==== Records
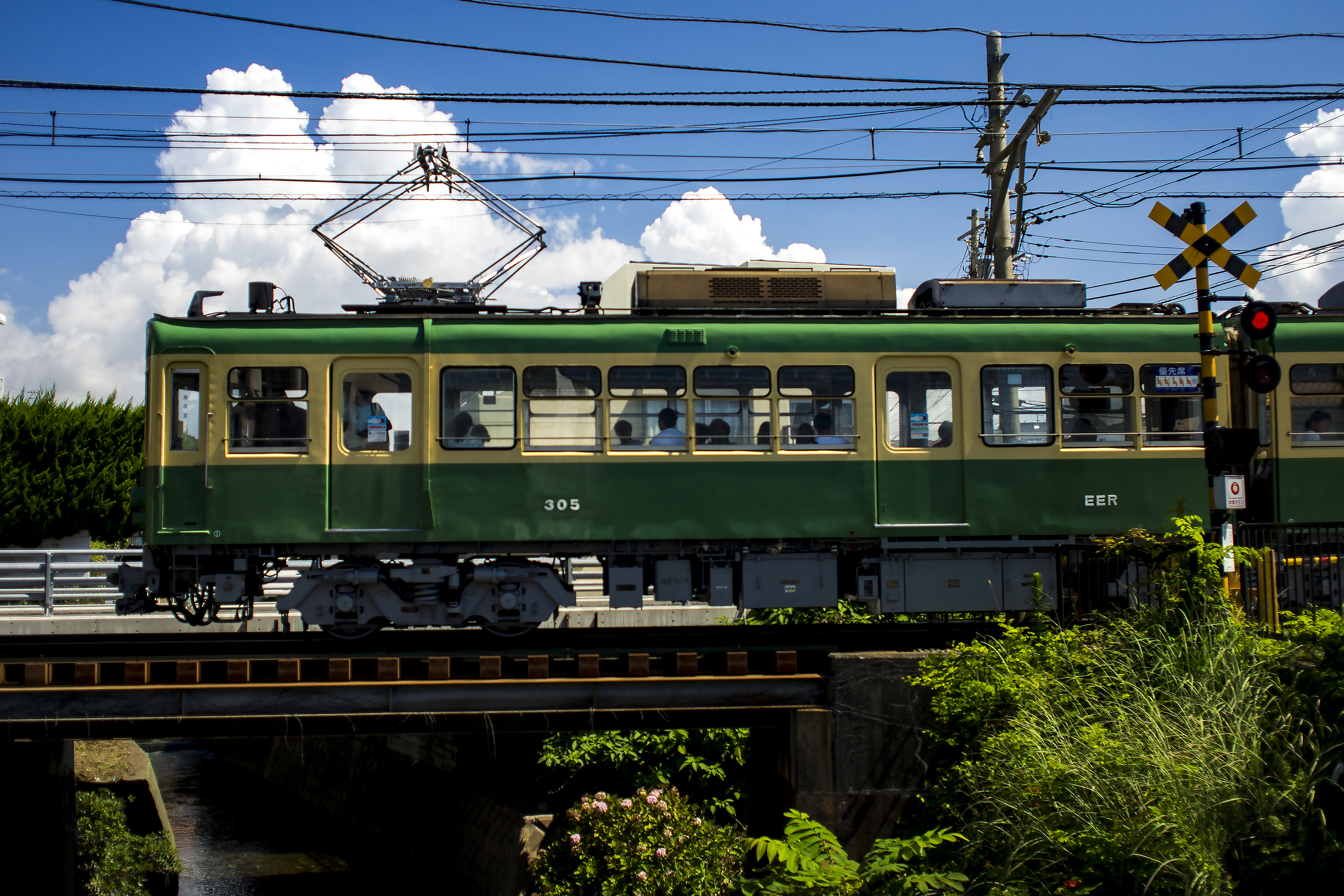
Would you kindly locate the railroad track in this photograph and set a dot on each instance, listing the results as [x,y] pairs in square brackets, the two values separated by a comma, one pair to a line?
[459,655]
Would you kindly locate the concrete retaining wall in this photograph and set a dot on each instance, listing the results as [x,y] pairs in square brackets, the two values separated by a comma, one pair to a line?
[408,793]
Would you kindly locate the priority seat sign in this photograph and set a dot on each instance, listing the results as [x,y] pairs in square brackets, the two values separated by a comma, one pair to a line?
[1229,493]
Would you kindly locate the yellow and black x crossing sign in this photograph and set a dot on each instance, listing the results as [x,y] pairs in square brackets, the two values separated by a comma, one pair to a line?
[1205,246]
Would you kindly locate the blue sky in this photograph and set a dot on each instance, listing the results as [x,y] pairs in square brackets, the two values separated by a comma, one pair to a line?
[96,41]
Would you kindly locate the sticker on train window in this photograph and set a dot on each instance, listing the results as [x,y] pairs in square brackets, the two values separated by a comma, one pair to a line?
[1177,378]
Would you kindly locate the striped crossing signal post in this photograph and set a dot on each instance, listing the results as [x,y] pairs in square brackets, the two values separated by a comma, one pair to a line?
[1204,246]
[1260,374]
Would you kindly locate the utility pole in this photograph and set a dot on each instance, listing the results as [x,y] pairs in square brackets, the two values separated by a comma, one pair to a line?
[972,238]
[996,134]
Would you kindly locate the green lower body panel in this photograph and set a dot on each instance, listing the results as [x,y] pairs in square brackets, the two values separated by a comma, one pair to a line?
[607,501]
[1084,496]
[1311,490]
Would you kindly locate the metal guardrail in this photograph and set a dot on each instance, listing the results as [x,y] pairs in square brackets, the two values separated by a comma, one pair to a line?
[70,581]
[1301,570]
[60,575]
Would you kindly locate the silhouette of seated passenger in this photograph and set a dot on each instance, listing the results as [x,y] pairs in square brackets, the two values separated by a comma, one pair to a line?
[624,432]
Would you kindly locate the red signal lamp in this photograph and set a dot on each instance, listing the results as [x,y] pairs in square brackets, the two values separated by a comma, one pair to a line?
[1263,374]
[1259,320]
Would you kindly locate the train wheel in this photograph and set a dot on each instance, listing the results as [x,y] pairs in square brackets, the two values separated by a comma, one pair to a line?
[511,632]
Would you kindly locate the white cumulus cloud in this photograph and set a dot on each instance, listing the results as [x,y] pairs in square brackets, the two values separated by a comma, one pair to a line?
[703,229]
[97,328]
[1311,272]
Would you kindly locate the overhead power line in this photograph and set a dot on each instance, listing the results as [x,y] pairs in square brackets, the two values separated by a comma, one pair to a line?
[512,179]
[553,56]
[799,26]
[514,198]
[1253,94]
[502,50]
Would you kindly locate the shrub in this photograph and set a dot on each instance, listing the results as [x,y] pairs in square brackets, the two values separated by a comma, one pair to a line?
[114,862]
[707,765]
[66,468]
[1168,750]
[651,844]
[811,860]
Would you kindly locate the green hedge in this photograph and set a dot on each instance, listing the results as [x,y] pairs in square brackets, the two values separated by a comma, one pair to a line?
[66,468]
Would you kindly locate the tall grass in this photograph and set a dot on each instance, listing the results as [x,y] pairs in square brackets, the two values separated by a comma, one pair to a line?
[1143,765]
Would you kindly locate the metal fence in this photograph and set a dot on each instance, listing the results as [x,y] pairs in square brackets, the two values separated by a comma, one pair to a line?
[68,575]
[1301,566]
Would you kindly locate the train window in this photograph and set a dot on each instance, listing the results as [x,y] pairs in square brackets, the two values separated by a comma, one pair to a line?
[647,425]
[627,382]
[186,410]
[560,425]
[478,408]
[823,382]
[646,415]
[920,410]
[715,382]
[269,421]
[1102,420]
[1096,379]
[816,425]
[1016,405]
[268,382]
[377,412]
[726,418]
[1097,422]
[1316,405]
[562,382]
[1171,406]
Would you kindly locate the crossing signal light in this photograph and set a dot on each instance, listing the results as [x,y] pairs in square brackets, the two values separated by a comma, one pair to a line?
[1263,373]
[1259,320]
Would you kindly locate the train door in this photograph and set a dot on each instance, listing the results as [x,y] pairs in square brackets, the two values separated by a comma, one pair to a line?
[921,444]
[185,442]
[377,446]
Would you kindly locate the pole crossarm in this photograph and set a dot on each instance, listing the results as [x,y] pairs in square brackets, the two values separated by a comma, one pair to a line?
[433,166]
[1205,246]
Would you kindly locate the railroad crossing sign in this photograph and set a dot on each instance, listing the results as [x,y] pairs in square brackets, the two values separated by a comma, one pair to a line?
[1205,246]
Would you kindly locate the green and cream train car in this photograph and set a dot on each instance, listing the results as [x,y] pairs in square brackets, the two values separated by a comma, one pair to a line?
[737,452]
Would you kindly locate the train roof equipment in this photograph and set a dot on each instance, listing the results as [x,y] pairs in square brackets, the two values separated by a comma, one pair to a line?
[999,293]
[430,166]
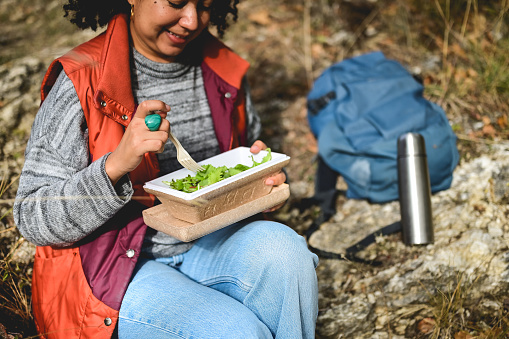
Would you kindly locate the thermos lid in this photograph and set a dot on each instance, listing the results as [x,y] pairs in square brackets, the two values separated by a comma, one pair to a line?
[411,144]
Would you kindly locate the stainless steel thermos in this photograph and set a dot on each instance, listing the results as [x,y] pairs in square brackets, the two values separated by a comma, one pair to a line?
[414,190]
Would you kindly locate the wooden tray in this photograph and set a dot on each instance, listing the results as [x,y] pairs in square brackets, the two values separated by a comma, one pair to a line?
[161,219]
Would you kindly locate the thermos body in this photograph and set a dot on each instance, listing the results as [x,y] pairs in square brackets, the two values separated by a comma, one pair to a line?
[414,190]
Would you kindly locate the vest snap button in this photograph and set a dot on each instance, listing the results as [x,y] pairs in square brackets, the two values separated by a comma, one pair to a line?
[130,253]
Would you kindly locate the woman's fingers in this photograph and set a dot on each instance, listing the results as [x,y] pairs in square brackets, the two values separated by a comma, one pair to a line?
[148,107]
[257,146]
========
==== Records
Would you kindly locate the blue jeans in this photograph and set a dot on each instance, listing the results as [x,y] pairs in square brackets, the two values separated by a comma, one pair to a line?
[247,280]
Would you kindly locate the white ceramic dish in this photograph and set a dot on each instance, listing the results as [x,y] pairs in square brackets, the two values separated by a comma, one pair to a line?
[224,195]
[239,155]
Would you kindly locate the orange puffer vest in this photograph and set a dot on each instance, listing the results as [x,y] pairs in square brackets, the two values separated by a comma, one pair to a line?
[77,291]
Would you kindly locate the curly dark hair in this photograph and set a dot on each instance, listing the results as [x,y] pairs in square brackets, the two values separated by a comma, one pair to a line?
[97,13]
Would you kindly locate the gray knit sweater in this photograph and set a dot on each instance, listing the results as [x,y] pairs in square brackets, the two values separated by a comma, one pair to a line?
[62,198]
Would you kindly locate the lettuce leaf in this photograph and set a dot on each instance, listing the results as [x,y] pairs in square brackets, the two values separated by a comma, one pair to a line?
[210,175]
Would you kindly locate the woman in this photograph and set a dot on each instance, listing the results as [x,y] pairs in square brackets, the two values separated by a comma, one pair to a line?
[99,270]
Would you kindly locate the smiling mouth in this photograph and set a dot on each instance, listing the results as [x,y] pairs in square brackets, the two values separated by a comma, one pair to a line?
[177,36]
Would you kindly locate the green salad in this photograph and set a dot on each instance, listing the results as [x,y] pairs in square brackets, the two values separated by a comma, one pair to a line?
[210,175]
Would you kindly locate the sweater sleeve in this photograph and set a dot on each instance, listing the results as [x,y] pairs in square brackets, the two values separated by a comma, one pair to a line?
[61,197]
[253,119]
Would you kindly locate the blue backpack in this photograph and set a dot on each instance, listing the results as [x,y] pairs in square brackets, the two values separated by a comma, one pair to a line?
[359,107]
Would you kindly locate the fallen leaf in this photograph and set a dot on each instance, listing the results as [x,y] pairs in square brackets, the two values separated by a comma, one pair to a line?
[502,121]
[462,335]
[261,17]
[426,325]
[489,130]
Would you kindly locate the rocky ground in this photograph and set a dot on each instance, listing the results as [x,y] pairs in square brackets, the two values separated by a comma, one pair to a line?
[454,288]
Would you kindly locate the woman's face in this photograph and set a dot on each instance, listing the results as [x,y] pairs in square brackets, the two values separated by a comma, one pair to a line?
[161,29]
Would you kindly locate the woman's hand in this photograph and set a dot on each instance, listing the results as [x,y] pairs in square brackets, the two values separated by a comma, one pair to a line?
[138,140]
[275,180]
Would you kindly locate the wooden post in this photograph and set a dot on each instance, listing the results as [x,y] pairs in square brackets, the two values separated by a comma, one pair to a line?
========
==== Records
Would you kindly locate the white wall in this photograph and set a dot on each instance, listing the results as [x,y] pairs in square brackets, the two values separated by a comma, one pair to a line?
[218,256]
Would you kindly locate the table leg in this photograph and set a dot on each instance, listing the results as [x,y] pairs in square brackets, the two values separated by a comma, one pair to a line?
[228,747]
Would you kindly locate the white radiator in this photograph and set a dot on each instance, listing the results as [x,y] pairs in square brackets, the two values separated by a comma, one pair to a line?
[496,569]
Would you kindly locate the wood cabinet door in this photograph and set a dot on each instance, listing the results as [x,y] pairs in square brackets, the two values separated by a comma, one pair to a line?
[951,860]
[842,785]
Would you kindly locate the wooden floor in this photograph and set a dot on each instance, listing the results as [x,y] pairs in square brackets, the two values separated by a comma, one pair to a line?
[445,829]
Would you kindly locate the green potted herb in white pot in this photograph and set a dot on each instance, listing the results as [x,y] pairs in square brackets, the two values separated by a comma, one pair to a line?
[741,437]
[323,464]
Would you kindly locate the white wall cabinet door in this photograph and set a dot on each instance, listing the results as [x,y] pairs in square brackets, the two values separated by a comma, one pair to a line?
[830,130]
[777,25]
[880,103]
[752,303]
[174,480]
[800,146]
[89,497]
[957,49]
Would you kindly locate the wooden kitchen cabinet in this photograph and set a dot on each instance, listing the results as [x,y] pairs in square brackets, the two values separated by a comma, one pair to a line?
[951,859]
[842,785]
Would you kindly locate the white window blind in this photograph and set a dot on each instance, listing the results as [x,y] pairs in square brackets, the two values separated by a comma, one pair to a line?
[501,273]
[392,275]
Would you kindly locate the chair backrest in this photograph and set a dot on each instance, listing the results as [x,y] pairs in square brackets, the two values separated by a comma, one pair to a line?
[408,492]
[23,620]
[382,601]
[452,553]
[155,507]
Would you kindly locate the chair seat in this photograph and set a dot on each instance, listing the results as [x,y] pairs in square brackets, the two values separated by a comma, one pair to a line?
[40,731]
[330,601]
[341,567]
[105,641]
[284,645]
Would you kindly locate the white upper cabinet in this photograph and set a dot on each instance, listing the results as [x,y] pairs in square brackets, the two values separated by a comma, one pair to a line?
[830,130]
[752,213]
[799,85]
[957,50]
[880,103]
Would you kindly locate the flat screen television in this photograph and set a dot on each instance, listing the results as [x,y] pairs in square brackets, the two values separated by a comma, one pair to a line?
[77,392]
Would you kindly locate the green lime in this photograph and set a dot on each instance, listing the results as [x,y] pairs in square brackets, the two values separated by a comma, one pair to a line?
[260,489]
========
Once you find the line with "Would you kindly locate the woman's hand" above, print it and every line after it up to and including the line with "Would you kindly locate the wooden post", exactly as written and nothing else.

* [Solution]
Would you kindly locate the woman's hand in this photograph and set a dot on each instance, listing the results as [x,y] pairs in square brackets, the two values separated by a comma, one pair to a line?
[138,140]
[275,180]
Would you kindly locate the wooden post in this photograph and set a dot on each instance, listing the results as [x,y] pairs in square brackets, the two values separated by a comma, one pair to a line?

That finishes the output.